--- Task data ---
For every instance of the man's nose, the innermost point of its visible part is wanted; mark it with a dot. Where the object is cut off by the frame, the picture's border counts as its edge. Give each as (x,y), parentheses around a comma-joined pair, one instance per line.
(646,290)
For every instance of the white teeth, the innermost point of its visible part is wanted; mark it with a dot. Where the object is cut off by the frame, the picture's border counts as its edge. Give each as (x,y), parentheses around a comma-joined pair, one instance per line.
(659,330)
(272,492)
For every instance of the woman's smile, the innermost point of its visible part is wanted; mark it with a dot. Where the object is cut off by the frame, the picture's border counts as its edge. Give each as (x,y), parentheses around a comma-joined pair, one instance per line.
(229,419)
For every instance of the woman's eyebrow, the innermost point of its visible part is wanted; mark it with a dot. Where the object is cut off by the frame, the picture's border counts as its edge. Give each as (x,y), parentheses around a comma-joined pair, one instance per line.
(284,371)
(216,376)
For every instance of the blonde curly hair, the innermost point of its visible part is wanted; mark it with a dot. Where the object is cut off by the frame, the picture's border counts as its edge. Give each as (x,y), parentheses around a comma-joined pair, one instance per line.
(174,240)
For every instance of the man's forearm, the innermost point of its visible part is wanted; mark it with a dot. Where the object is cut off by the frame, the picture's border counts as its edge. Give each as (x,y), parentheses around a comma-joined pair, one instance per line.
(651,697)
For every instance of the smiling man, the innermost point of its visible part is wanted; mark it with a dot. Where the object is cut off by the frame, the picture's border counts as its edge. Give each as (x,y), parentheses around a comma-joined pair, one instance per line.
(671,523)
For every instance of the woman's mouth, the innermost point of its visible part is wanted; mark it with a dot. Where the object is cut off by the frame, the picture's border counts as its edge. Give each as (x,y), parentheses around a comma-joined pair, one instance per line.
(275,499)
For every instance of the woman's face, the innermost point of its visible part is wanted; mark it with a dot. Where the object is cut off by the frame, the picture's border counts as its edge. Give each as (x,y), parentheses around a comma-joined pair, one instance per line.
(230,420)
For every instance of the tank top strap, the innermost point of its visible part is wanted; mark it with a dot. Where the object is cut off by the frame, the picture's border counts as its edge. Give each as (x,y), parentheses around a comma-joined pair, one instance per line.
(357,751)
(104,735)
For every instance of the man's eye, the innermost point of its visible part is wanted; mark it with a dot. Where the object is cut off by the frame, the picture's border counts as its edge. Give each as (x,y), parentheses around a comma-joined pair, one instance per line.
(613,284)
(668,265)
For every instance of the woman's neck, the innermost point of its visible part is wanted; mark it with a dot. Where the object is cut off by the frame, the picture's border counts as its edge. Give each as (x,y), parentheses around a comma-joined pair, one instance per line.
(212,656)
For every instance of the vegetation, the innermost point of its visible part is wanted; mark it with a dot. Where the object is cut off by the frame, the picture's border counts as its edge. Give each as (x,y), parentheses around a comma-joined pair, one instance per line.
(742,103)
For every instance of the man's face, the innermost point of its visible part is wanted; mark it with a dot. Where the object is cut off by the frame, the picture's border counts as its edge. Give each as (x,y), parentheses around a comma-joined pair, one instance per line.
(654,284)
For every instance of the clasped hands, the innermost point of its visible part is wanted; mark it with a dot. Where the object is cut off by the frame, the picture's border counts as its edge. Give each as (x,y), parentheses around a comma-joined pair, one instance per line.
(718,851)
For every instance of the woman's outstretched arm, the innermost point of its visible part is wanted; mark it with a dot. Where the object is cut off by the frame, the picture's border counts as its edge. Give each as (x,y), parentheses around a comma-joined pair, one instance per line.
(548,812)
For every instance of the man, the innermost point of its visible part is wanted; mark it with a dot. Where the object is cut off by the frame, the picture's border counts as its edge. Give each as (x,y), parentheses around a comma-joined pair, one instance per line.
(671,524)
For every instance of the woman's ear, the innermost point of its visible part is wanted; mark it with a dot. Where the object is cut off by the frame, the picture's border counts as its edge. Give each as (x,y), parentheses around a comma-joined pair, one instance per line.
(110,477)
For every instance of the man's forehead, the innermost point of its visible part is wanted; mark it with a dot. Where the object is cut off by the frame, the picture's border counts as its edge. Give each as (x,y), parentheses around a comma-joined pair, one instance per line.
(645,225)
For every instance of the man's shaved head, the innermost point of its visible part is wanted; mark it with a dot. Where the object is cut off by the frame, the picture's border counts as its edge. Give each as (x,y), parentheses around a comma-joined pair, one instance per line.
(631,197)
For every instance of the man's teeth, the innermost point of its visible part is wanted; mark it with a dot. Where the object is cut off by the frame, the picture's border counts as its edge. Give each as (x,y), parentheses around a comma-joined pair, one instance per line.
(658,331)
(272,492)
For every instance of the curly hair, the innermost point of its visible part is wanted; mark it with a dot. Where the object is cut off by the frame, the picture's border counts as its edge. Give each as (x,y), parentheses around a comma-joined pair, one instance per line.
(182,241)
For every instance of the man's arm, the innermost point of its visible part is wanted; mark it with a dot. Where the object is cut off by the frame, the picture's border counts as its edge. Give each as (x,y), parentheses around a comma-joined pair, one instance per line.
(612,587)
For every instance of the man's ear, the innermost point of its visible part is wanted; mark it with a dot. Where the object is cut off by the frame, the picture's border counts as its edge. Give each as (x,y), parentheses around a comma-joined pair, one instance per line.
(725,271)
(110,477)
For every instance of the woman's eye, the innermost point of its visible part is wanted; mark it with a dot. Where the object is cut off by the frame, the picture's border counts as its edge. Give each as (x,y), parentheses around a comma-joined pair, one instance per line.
---
**Assigned task:** Output the records exactly.

**Task answer:**
For every instance of the man's nose, the innermost point of its visible part is wanted; mark it with a dot. Where the object is cut off by the frame, the picture's border counts as its edge. Give each as (x,y), parentheses around a comma-joined pair, one instance per line.
(646,290)
For every instance of the white teeth, the innermost point of its visible part is wanted; mark it with a dot. Where the object is cut off by the frame, the picture's border counts as its edge. Give each as (x,y), parentheses around a comma-joined pair, one instance per line.
(659,330)
(272,492)
For every instance of the woman's smile, the innermost point of its visible part is wanted; mark it with a dot. Where the object is cut off by the frame, the picture's border counts as its edge. Give each as (x,y), parentheses around a comma-joined pair, one instance per line.
(229,419)
For every instance of the woman's eyebrow, the innermost point of its visible part is wanted; mark it with a dot. Where the object is cut off by the frame, the picture's border counts as its edge. Give each as (x,y), parentheses around a comma-joined pair, one instance per line.
(284,371)
(216,376)
For every instance of the blonde curly hair, the innermost point of its visible part is wanted; mark it with a dot. Where the object is cut off by the frame, the picture's border counts as its edge. Give each as (x,y), parentheses around a comma-joined pair, one instance per line.
(174,240)
For every instance of the man's forearm, the innermost point of its visible part is wanted; mark it with a dot. Where the object is cut off by the frame, the picture's border counts as its edge. Give each as (x,y), parentheses around a comma-joined pair, one instance per line.
(651,697)
For every instance of the smiling man, the innermost point of its visible part is wanted; mark it with a dot. Where the object is cut off by the frame, the picture's border counts as its edge. Give each as (x,y), parentheses around a comma-joined pair, one instance per line.
(671,523)
For every instance of the woman's mouth, the innermost point of its visible part is wanted; mark it with a dot. Where the object is cut off by the frame, the picture's border counts as its edge. Give each as (x,y), parentheses around a comma-joined pair, one instance per line.
(275,499)
For every instance of the woman's face, the innermost point of its visible part is wanted; mark it with a dot. Where the object is cut off by the frame, the picture's border counts as its edge. Give each as (x,y), parentheses around a comma-joined pair, one instance per line.
(230,420)
For every instance of the tank top strap, the innermost point of its visible part is wanted; mark it with a dot. Where the object is cut off by the frame, the picture's border counts as its edge. Give each as (x,y), parentheses around a comma-joined pair, one instance per line.
(357,751)
(104,735)
For every instance of the man's eye, the innermost point of its visible part is wanted; mark it with a dot. Where the object is cut off by the frame, the picture's border counts as its edge. Give each as (x,y), parentheses around a comma-joined pair, one instance per line.
(613,284)
(668,265)
For every instance of the woman's neck, the innermost point of its visible part is wanted; mark it with a dot. Where the object is cut off by the frame, the picture's border counts as its edge. Give each as (x,y), parentheses around a comma-joined pair, one instance per line.
(212,656)
For every instance of the vegetation, the innermost point of its visible part is wanted; mark it with a dot. Where the object is cut off by the frame, the picture's border counts as its edge. Give each as (x,y), parentheses around a comma-joined pair, one instance per line.
(742,103)
For every instance of the man's face, the innermost point of its visible part is wanted; mark it with a dot. Where the object is cut off by the frame, the picture's border counts as its edge. Give each as (x,y), parentheses around a comma-joined pair, one instance per line.
(654,284)
For every instance of the clasped hands, the innermost point of its visible part is wanted; mark it with a dot. Where the object is cut off by the frame, the picture's border counts as its edge. Give each as (x,y), parentheses around a comma-joined pair, one instance per line.
(718,851)
For every instance of the woman's outstretched arm, the innermost point of its visible part is wanted; mark it with a dot. Where the object is cut off by the frame, the picture's border counts as its edge. Give each as (x,y), parentheses around a comma-joined pair, one instance per line.
(548,812)
For every instance of the man, the innermost point of its visible part is wanted; mark it with a dot. Where the object is cut off by the frame, the picture's border counts as its edge. Give each as (x,y), parentheses around a comma-joined pair, one instance per line.
(671,524)
For every instance of the woman's ear, the innermost point of its visible part is wanted; mark it with a dot. Where the object is cut off by the frame, the picture's border counts as its edge. Give each as (x,y), parentheses around a comma-joined pair, one instance per line.
(110,477)
For every instance of the man's forehead, the innermost point of its visible part is wanted; mark it with a dot. Where the object is cut off by the frame, the picture's border counts as its edge. Give each as (x,y), parentheses around a comma-joined pair, one instance per line.
(645,225)
For every instance of the man's shaved head, the innermost point of its visible part is wanted; mark it with a dot. Where the object is cut off by the frame, the picture's border counts as its edge. Give each as (x,y), parentheses around a comma-joined pair, one instance per line.
(631,197)
For every instance of the man's teeth, the innermost point of its visible part is wanted; mark it with a dot. Where the object is cut off by the frame, the picture's border counts as its edge. Give each as (x,y), parentheses around a comma-joined pair, one instance per line.
(658,331)
(272,492)
For every instance of the curly hair, the innermost point of its visible part is wanted; mark it with a dot. Where the object is cut off by the frame, the picture's border counts as its edge. Give each as (x,y), parentheses around a comma-joined pair, one instance per line.
(182,241)
For every instance of the man's arm, the innermost point of its visible part is wanted; mark it with a dot. Where the object is cut off by the frame, the picture's border counts as its edge. Give each as (x,y), parentheses around a comma-joined pair, one instance per line.
(612,587)
For every instance of the man's ear, the innermost point of its visible part is wanted; mark it with a dot. Where the object is cut off by the frame, the picture's border counts as its edge. Give each as (x,y), parentheses around a comma-joined pair, one instance per line.
(725,271)
(110,477)
For every instance of the woman's eye, the innermost point of its visible part is wanted; mark it with a dot. Where the object is cut off by the frame, the picture's border counts as its edge. Give each as (x,y), parentheses around a comma-joined pair, one instance per line.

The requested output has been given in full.